* _Set problem_
Print the stretch of the passage on how we form our sense of truth from "Yet if this" through "happen to develop.", copying it word for word.

* _Document passage_
=====

Before anyone’s opinions or truths can be formed, we must all first grow and develop. Once our nervous systems are capable of receiving sensory input and initiating movements, it becomes possible for us to infer regularities or patterns in our environment, and also to learn which of our motor behaviors can be beneficial, harmful, or neutral for any given environmental context. Some regularities are more important to us than others, like the sound of our mother’s voice over other voices. Eventually, our learning experiences are guided by our caretakers, who increasingly impart their wisdom to us by means of verbal labeling. We jump at opportunities to infer relationships and patterns (such as calling a cat “doggie” because it is a small, furry animal), and we look to our elders to determine if our behaviors are right or wrong. From their guidance, we learn that right is good, and that wrong is bad. Right leads to rewards, to happy parents, and to a feeling of control. Wrong leads to obstacles, frustration, and a feeling of lost control.

Our childhood experiences serve as the foundation for our own articulated notions of truth as adults. This includes basic certainties with regard to our surroundings, such as the effect of the earth’s gravity on object movements. It also includes moral certainties and declarations of faith, which are heavily informed by the communities to which we belong, but also by personal experience. Just like when we were children, something that we label “true” feels important to us; we feel confident in its existence, but we’re also comforted by this regularity over chaos.

Yet if this is the case for all humans, what accounts for the differences in our experiences of truth? If we all share a basic human truth mechanism, variations of the truth experience will depend on the social and cultural environments in which we happen to develop.

=====

* _Information given_
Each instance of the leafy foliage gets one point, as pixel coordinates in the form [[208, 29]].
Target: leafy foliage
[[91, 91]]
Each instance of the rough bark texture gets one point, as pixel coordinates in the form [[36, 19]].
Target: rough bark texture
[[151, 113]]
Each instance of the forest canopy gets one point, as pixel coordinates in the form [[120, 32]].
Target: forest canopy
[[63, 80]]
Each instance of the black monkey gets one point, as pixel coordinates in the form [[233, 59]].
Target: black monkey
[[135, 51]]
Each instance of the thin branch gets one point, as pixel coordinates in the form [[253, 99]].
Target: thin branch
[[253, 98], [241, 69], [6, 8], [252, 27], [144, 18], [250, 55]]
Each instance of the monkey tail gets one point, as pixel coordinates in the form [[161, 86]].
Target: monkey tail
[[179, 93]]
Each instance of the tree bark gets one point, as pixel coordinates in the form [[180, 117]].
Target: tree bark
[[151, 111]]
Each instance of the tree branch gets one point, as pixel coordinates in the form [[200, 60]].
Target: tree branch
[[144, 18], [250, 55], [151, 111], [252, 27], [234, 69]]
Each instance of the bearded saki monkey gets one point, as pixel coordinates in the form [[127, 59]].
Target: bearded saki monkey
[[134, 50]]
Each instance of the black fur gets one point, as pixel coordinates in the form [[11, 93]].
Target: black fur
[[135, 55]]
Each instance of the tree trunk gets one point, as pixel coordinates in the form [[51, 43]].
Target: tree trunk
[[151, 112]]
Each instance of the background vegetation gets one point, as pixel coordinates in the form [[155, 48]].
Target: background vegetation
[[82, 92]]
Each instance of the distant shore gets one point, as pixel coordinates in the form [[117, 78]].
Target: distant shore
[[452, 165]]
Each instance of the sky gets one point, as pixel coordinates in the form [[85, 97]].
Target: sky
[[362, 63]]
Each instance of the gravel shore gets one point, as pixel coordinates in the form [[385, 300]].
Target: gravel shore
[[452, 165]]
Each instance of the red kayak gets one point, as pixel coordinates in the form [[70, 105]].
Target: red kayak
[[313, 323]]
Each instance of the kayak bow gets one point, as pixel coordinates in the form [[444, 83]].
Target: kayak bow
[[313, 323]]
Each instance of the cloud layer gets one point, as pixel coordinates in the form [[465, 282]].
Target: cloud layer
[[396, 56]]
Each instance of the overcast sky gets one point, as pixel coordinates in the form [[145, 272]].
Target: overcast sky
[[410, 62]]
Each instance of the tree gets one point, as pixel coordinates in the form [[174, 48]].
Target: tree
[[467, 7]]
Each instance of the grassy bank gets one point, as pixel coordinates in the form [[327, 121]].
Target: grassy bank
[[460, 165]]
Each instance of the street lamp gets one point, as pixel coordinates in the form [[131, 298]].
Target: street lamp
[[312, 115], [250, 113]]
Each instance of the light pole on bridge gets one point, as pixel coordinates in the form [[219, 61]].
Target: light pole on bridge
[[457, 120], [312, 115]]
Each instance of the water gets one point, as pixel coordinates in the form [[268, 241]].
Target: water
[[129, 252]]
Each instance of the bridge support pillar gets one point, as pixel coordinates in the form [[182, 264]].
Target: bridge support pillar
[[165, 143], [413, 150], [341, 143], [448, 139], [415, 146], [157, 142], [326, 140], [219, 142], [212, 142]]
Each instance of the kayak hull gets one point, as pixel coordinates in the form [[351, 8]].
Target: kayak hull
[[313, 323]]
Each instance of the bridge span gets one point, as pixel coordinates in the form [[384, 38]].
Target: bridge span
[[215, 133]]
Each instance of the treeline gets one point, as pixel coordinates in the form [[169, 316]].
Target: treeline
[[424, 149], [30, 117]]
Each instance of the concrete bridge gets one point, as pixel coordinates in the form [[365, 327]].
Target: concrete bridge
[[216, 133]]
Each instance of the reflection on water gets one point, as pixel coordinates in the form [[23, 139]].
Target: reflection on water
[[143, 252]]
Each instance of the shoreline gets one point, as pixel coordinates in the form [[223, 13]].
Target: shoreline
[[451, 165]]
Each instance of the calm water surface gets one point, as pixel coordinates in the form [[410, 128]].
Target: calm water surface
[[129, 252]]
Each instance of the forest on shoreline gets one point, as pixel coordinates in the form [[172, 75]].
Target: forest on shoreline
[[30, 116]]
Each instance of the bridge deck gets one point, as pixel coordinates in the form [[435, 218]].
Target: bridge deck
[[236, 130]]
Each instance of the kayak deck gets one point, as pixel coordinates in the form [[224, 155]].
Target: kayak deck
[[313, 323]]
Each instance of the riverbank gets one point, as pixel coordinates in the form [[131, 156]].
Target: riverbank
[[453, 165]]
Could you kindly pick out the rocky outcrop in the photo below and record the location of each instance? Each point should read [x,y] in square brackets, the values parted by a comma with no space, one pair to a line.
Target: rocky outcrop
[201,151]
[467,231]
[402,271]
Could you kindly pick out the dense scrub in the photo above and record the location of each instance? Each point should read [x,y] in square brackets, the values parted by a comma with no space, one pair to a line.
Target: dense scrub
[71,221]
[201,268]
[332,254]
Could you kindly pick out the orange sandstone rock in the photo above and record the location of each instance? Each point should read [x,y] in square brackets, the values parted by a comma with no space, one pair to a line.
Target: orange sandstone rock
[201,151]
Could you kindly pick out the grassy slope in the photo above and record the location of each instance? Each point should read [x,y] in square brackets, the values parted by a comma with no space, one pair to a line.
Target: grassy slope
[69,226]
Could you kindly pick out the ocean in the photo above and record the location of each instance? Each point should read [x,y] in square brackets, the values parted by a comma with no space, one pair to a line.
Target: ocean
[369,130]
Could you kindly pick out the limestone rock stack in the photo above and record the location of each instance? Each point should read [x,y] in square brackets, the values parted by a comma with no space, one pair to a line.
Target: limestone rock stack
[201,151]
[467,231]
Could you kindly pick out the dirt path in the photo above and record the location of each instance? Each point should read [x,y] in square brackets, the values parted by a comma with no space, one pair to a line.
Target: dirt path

=====

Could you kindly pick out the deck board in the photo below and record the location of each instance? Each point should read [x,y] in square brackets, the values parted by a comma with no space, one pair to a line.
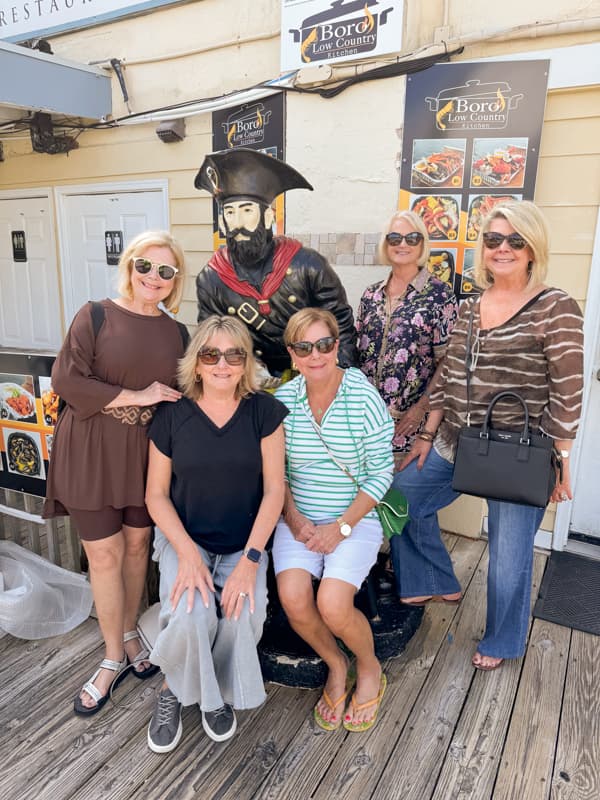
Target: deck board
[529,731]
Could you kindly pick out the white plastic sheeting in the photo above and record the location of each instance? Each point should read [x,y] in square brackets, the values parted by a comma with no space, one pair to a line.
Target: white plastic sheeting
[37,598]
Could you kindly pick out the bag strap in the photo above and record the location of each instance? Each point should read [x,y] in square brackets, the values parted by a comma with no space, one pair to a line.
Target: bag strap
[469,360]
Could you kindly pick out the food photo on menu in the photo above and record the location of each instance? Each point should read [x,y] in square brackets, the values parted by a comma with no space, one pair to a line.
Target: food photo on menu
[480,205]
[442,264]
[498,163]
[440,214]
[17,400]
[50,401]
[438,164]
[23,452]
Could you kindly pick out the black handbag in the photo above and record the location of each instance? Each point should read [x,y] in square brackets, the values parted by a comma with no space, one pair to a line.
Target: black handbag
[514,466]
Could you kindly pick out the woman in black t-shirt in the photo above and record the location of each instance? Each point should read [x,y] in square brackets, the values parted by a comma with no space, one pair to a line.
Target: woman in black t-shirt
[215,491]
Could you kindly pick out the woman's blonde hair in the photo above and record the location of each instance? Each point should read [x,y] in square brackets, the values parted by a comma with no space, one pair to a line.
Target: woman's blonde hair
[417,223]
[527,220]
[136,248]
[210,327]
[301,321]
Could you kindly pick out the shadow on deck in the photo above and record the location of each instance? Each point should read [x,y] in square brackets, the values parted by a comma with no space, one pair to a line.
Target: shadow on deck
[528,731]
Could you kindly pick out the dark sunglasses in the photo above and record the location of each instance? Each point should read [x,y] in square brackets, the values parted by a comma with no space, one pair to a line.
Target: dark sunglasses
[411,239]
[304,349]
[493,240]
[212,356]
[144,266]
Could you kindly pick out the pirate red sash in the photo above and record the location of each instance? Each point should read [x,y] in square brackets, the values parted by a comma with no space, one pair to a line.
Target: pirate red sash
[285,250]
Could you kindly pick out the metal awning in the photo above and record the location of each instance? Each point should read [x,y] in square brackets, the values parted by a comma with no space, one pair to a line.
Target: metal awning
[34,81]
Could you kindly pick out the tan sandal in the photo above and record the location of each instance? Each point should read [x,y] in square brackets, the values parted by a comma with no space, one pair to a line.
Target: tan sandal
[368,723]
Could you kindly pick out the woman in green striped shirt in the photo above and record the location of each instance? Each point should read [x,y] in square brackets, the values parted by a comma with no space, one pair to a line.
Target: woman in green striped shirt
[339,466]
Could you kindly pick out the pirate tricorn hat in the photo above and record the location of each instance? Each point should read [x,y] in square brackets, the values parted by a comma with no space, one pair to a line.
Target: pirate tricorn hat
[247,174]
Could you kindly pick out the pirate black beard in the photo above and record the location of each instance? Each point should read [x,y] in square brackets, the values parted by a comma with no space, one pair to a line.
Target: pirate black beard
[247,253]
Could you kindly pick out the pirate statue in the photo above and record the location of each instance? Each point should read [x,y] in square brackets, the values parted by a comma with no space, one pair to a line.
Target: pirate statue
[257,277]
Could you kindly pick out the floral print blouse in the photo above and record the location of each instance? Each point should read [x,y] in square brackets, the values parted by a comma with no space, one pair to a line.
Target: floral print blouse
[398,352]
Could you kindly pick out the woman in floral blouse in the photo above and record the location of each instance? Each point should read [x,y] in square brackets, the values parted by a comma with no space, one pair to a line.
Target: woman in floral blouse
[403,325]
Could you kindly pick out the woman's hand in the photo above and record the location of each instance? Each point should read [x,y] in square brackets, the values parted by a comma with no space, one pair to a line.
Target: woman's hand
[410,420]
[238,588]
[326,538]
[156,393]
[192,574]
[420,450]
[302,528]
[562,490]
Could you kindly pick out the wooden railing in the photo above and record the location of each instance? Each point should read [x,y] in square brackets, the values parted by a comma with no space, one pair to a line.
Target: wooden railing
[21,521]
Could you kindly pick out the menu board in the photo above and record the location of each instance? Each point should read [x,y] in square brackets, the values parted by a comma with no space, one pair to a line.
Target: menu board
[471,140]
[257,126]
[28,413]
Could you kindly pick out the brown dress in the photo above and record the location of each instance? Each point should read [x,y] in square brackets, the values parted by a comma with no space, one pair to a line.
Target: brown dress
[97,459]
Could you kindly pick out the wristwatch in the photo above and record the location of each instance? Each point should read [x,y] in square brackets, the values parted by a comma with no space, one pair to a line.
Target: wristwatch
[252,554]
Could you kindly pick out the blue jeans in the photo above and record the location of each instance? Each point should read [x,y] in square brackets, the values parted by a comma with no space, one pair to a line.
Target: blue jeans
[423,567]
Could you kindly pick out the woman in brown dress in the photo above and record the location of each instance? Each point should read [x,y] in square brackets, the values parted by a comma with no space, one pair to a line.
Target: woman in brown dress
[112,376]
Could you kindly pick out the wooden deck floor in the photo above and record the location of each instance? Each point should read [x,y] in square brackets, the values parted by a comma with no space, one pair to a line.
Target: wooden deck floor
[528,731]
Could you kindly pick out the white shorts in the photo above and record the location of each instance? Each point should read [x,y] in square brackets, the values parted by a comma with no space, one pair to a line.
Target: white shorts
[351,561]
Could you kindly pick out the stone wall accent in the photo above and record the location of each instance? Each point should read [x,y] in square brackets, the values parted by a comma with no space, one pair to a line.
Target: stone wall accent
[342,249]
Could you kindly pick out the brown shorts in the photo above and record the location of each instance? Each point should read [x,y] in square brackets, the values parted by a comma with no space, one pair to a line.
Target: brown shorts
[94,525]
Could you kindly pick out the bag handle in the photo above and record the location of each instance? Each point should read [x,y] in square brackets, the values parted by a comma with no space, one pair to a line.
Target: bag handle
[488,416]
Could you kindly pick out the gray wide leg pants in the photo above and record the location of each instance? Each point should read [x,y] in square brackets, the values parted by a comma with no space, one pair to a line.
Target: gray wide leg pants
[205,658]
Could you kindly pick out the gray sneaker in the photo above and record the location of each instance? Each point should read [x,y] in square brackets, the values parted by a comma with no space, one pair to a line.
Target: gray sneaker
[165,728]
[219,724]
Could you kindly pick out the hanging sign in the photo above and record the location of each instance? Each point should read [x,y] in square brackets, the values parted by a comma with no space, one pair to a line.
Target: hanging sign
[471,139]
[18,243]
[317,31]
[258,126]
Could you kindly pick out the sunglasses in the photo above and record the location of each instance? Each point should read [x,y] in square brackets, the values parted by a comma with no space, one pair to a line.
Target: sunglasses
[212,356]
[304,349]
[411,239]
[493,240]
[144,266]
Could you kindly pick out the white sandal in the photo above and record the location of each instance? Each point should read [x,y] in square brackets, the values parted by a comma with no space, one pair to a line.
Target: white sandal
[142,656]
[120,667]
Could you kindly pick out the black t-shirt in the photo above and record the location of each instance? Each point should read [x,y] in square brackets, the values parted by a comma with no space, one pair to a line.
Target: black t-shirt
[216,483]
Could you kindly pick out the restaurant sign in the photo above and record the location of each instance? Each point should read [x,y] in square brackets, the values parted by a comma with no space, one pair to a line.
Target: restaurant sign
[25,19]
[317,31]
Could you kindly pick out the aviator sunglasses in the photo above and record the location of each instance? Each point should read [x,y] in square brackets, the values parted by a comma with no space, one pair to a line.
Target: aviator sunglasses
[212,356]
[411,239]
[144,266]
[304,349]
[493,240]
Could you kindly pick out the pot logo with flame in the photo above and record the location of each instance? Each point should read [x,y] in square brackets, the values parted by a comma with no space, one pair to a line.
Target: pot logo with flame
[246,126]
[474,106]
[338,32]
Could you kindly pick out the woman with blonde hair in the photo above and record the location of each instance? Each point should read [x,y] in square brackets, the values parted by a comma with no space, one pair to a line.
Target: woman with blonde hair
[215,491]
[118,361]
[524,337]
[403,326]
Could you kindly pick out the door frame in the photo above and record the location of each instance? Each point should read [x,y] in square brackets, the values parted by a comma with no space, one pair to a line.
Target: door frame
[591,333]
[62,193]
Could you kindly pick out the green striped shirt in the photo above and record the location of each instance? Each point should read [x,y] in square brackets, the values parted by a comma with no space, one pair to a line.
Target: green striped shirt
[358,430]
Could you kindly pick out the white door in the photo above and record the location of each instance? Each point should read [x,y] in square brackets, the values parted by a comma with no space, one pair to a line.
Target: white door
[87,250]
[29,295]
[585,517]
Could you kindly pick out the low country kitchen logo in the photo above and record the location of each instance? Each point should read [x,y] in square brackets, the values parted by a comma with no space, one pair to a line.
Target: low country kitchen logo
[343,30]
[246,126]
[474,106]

=====

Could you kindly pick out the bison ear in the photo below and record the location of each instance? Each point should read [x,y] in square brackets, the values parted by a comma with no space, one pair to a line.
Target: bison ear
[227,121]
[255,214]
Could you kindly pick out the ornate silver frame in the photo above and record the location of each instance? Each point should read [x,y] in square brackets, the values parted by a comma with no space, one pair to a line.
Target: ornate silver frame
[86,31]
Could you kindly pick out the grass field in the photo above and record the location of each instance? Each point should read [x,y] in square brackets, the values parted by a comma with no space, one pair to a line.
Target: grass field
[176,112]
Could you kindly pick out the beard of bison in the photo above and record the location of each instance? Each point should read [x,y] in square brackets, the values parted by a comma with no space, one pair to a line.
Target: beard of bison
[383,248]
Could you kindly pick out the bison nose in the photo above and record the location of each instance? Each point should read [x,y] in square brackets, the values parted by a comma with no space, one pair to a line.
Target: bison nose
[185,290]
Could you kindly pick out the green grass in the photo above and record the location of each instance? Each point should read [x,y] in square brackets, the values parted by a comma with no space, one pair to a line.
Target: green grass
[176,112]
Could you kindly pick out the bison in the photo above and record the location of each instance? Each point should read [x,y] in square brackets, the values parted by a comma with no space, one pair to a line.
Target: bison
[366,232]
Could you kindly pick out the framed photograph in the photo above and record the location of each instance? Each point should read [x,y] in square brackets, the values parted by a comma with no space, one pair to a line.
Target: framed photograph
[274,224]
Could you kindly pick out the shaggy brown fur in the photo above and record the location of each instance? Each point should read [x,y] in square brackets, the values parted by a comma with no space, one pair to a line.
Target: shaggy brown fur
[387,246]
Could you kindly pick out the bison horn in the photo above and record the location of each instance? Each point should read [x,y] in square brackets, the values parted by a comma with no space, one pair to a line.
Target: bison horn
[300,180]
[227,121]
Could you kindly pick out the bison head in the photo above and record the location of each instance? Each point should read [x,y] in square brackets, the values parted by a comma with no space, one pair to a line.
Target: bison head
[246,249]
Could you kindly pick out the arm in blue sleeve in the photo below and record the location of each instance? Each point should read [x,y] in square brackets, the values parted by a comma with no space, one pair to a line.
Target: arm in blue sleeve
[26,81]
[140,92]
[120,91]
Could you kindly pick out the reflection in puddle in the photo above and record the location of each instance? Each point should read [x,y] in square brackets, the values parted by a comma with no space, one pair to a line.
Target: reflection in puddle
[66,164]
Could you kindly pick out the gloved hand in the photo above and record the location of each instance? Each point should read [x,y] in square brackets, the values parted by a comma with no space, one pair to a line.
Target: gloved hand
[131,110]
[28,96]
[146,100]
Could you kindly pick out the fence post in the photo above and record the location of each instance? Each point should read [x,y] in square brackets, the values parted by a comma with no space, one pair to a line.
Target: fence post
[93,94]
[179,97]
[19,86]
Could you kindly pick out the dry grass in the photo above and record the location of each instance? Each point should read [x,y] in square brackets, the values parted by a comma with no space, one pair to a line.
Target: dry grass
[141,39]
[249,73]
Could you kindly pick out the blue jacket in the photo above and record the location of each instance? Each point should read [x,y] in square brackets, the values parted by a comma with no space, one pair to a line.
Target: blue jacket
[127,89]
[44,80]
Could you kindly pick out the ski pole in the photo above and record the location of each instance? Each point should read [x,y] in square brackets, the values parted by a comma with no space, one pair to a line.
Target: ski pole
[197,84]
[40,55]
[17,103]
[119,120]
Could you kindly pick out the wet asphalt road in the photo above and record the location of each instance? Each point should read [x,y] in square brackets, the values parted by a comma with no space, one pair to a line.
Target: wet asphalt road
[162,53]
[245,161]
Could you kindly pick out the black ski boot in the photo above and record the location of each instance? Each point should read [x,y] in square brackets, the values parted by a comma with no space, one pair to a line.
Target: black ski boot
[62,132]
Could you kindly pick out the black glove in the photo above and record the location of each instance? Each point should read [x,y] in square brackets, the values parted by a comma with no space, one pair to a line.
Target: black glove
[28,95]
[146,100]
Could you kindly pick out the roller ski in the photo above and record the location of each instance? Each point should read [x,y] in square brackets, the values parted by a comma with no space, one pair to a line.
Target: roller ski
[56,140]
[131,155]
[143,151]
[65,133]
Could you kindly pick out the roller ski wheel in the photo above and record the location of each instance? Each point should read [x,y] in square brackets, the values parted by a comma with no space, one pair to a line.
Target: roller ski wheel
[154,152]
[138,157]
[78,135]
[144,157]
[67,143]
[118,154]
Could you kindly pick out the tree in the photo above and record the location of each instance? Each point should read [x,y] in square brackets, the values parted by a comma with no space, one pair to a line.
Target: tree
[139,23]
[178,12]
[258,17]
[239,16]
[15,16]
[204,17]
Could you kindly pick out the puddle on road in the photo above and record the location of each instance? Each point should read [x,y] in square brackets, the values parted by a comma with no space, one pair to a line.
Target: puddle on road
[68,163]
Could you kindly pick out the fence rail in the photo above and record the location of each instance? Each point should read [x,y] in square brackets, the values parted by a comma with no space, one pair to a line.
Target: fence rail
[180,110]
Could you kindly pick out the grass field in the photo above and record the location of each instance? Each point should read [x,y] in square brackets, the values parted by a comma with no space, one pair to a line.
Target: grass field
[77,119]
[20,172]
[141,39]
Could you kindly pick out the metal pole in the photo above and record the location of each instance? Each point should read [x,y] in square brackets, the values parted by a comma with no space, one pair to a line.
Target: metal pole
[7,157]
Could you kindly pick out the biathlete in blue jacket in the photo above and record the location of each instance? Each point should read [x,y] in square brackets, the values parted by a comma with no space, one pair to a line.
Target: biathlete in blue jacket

=====

* _The reply_
Yet if this is the case for all humans, what accounts for the differences in our experiences of truth? If we all share a basic human truth mechanism, variations of the truth experience will depend on the social and cultural environments in which we happen to develop.